Your goal
Copy all of the material below word for word, leaving out the pictures.

----

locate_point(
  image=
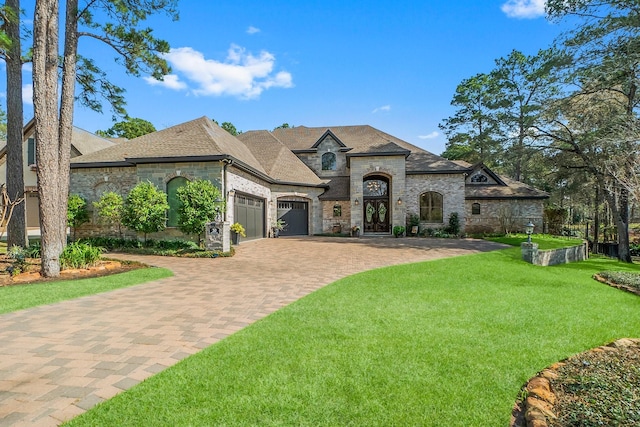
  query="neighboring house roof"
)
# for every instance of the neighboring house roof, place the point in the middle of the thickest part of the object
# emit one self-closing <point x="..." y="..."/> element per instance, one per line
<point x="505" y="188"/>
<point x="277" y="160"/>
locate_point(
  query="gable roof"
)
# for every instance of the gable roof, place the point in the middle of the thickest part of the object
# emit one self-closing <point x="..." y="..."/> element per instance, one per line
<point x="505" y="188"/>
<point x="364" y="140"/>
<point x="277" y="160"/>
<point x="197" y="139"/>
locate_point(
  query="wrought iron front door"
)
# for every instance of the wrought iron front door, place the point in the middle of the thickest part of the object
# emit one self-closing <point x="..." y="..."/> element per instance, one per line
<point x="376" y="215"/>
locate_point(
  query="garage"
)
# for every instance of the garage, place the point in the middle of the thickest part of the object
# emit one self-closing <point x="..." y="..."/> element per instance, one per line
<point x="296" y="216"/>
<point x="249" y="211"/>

----

Solved exercise
locate_point(
  image=
  query="neighboring house roof"
)
# for every instance of the neighboring house roof, place the point in the middle of the thickest part of the object
# emit one self-closing <point x="..." y="..."/> element per instance, one per line
<point x="505" y="188"/>
<point x="277" y="160"/>
locate_point(
  query="gable roof"
)
# for every instance of the gable roof, place the point in the middle of the thickest part of the object
# emit one self-closing <point x="..." y="..."/> element per instance, one per line
<point x="505" y="188"/>
<point x="364" y="140"/>
<point x="277" y="160"/>
<point x="197" y="139"/>
locate_point(
  query="wrought iron front door"
)
# for every instance of the wrought iron front door, place the point in the middle of the thickest part of the object
# emit one self-closing <point x="..." y="..."/> element per instance, one per line
<point x="376" y="215"/>
locate_point(
  query="garage"
)
# for every instance of the garage, place the point in the middle of the thickest part of the object
# emit one self-closing <point x="..." y="..."/> element per instance, one per line
<point x="296" y="216"/>
<point x="249" y="211"/>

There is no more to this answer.